[BEGIN Entries provided]
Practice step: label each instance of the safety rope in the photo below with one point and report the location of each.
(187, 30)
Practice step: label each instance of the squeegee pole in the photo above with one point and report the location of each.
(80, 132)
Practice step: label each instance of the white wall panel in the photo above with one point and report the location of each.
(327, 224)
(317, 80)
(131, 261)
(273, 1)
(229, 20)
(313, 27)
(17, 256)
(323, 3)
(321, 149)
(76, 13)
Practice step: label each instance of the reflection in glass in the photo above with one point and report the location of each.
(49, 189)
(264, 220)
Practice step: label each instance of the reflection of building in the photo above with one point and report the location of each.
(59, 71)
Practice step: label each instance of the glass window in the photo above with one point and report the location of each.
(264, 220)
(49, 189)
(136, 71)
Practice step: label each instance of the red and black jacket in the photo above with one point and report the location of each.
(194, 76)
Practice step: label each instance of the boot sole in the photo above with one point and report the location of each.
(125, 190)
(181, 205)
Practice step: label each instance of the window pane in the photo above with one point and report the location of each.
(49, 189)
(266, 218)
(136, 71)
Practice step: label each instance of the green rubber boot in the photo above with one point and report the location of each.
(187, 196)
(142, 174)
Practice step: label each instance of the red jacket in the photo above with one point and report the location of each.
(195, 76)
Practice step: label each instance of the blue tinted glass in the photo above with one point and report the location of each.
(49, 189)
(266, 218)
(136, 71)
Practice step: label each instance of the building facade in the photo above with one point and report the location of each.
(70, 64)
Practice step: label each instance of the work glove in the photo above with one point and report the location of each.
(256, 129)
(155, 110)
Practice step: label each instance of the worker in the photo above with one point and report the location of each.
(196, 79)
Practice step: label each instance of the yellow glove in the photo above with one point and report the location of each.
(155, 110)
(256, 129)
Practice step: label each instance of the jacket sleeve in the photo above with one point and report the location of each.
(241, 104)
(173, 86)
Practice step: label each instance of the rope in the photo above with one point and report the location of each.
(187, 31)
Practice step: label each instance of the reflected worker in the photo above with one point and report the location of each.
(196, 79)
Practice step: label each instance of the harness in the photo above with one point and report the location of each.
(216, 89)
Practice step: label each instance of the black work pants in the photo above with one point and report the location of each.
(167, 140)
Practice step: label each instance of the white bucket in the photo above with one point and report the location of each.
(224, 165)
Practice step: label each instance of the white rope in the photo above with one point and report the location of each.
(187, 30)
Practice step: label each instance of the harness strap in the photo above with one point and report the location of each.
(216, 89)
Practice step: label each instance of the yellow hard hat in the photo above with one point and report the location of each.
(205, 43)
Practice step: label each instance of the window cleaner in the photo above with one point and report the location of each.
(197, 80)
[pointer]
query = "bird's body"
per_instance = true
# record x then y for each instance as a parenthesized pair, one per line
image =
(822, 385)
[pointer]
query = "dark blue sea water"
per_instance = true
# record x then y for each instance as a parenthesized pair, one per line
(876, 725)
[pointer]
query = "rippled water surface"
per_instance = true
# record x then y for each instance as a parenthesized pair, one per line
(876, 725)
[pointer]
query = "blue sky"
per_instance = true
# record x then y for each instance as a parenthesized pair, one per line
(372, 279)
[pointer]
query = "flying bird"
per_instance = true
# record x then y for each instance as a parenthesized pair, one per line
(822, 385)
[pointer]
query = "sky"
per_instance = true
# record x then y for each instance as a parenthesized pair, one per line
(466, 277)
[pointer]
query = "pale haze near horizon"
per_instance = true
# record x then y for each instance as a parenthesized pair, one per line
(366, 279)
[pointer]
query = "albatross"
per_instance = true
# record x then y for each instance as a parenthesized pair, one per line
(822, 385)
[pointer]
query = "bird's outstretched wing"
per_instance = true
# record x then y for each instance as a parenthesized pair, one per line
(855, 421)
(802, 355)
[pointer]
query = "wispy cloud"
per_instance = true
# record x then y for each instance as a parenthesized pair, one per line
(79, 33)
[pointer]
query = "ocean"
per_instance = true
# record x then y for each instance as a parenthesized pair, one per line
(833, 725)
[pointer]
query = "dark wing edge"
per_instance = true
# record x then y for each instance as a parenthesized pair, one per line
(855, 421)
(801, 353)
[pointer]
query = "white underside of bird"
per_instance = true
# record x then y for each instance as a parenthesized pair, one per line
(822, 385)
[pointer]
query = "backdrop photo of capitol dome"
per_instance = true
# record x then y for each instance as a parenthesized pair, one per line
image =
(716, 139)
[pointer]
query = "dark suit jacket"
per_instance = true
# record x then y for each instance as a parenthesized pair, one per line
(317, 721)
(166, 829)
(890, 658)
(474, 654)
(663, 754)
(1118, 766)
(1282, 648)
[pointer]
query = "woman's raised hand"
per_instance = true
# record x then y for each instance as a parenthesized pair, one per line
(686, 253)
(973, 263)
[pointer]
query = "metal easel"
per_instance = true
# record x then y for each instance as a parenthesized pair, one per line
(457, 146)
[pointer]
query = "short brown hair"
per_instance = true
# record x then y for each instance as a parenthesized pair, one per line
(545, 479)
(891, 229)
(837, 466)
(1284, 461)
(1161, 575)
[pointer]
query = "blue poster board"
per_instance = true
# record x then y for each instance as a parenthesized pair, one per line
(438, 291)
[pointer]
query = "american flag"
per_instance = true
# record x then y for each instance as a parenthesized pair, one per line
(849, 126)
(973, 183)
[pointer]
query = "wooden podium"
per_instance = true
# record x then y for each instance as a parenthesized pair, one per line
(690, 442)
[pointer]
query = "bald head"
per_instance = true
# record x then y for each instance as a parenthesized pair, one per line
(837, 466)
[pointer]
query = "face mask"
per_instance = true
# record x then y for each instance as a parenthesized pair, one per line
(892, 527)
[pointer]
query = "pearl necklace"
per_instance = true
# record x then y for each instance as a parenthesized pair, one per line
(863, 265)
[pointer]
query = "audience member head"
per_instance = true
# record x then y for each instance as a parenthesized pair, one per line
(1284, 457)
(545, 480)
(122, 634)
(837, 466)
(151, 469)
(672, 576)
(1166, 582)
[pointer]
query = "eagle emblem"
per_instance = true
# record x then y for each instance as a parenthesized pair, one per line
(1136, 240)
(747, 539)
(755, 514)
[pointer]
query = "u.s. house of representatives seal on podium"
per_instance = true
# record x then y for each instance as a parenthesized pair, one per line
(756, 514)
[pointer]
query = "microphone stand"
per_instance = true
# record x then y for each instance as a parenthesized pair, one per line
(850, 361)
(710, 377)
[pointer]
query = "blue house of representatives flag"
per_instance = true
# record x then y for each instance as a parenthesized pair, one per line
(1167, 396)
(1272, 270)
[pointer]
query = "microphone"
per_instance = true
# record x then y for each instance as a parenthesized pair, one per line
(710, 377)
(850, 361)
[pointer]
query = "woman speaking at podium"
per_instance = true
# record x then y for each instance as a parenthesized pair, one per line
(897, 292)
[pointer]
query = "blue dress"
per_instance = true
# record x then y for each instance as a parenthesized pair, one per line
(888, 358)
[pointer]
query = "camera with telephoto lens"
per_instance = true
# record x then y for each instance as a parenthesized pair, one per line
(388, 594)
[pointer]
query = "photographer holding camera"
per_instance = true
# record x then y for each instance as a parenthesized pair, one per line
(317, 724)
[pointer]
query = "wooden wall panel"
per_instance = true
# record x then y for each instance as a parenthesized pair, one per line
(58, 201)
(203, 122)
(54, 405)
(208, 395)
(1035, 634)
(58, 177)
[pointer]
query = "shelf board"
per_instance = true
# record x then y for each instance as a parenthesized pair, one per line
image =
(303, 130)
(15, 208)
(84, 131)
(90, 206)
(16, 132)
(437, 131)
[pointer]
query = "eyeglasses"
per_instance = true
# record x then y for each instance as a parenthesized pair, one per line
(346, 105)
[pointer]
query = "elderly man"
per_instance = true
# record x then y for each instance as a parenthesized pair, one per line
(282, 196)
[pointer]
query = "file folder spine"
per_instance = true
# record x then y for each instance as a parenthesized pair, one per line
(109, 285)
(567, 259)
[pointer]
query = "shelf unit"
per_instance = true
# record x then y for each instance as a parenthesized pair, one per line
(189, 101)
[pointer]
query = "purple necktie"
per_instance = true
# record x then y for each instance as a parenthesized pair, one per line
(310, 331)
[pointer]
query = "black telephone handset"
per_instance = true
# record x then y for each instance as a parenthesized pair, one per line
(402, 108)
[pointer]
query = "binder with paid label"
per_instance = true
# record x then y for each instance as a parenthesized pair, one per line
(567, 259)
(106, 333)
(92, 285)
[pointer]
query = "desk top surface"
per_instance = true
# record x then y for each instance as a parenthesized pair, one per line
[END Entries provided]
Extract every line of the entries above that contains the string "yellow", matching case exactly.

• **Finished answer**
Practice step: label each instance of the yellow glove in the photo above with one point and report the location of each.
Practice step: label each instance of the yellow hard hat in the photo above with one point and report the location of each.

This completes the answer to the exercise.